▶ _Условие задания_:
Воспроизведите все приведённые ниже записи слово в слово, ничего не меняя.

▶ _Исходные данные_:

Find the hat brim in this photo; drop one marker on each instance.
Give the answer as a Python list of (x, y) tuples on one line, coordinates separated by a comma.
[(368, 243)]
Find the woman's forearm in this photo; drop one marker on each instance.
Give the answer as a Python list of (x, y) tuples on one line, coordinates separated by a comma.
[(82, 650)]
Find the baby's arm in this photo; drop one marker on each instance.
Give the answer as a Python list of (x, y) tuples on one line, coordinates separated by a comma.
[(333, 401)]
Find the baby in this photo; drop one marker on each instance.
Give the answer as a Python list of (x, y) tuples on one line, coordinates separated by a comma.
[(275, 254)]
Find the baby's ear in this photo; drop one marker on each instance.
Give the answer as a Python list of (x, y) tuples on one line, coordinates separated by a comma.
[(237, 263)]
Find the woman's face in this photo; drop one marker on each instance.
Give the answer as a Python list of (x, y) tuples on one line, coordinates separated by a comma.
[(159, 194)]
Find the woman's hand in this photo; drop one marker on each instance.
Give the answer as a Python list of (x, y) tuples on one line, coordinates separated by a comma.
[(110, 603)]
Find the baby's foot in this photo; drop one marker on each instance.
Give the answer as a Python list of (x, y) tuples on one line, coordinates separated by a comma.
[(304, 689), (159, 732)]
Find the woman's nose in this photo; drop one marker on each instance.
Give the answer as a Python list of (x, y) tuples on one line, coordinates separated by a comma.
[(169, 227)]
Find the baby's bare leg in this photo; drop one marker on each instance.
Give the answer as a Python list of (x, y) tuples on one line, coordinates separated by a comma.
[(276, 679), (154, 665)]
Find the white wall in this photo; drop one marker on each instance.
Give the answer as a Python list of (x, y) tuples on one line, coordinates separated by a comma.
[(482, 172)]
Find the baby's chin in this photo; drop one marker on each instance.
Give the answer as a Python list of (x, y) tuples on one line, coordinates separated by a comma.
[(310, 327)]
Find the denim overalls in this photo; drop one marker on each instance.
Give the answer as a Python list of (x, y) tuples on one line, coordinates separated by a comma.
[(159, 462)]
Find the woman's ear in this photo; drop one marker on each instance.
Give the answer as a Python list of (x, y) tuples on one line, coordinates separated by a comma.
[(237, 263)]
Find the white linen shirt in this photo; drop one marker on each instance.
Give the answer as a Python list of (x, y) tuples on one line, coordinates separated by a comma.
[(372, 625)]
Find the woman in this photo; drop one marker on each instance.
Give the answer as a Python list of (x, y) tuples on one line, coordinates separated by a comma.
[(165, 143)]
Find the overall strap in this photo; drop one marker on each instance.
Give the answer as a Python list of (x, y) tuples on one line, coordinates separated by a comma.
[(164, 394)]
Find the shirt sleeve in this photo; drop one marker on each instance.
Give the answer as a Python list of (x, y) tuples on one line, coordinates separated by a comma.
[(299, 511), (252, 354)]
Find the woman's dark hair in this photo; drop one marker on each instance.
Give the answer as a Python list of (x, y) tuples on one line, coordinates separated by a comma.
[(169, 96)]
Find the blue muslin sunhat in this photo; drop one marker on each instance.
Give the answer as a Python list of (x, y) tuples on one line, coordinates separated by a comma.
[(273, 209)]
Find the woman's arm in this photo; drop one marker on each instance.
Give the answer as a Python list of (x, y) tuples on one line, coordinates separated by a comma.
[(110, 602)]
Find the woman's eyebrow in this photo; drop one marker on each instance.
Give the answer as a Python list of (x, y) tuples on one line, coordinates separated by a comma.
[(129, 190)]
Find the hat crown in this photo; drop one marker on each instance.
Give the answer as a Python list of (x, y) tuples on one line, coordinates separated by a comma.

▶ _Решение задания_:
Find the hat brim in this photo; drop one marker on each instance.
Give the answer as a Python list of (x, y) tuples on one line, coordinates separated by a comma.
[(368, 243)]
Find the woman's forearm in this photo; drop one marker on each instance.
Give the answer as a Python list of (x, y) tuples on one line, coordinates separated by a comma.
[(82, 650)]
Find the baby's arm in this photo; drop one marker on each instance.
Give the answer as a Python list of (x, y) tuples on one line, coordinates separated by a comma.
[(333, 401)]
Find the baby in this photo; drop one marker on each instance.
Give the answer as a Python list of (x, y) tuples on one line, coordinates separated by a comma.
[(275, 254)]
Find the baby's ear in this photo; drop one marker on each instance.
Give the answer as a Python list of (x, y) tuples on one line, coordinates separated by a comma.
[(237, 263)]
Find the woman's face in this photo; drop one marker on each instance.
Give the answer as a Python list of (x, y) tuples on one line, coordinates separated by a comma.
[(159, 194)]
Find the woman's hand in this photo; drop one marker on each instance.
Give the answer as a Python list of (x, y) tuples on one line, coordinates separated by a comma.
[(110, 603)]
Find the baby's foot in this photo; drop one marker on each instance.
Give the answer as a Python list of (x, y) tuples on one line, coordinates separated by a comma.
[(304, 689), (159, 732)]
Find the woman's nose in this photo; drop one marker on each instance.
Give the answer as a Python list of (x, y) tuples on one line, coordinates separated by a comma.
[(169, 227)]
Find the baby's bare leg in this photo; drop one marker on each instance.
Give the answer as a Python list of (x, y) tuples on one line, coordinates separated by a comma.
[(276, 679), (154, 665)]
Find the white wall in this photo; drop one marker on each instance.
Give the answer as a Python list of (x, y) tuples on one line, coordinates separated by a comma.
[(482, 172)]
Find the baby's chin in this photo; drop one marker on each instance.
Give the answer as a Python list of (x, y) tuples on one line, coordinates separated by a comma.
[(310, 327)]
Find the denim overalls in this photo; drop one marker on each instance.
Give the answer as a Python list of (x, y) tuples on one line, coordinates separated by a comma.
[(159, 462)]
Find the woman's ear in this photo; drop one marker on each instance.
Give the answer as a Python list of (x, y) tuples on one line, coordinates separated by a comma.
[(237, 263)]
Find the white linen shirt in this photo; drop one marker on each instance.
Give the answer as a Python list of (x, y) tuples on one line, coordinates separated by a comma.
[(372, 625)]
Find the woman in this photo; drop one marker on each instance.
Give the answer as a Python list of (x, y) tuples on one line, coordinates separated by a comma.
[(165, 143)]
Find the overall strap in this photo; drop one marker on each instance.
Give the answer as a Python list of (x, y) tuples on one line, coordinates separated by a comma.
[(164, 394)]
Find the shirt sleeve in this photo; drop one marker on each instance.
Give the answer as a Python list of (x, y) tuples on one line, coordinates separated by a comma.
[(299, 511), (252, 354)]
Find the woman's dark hair in this photo; drop one marker on each instance.
Give the answer as a Python list of (x, y) tuples on one line, coordinates separated by a comma.
[(169, 96)]
Find the blue muslin sunhat in this photo; drop one marker on each instance.
Give the answer as a Python list of (x, y) tuples on one line, coordinates separated by a comma.
[(273, 209)]
Find the woman's arm in this photo; drop one marker on each instance.
Give the answer as a Python list of (x, y) tuples on one line, coordinates separated by a comma.
[(110, 602)]
Find the woman's eyebrow in this photo; drop one marker on each instance.
Give the answer as a Python list of (x, y) tuples on one line, coordinates separated by a comma.
[(129, 190)]
Find the hat crown in this photo; drop one marker on each instance.
Give the answer as a Python list of (x, y) tuples on one line, coordinates separated by a comma.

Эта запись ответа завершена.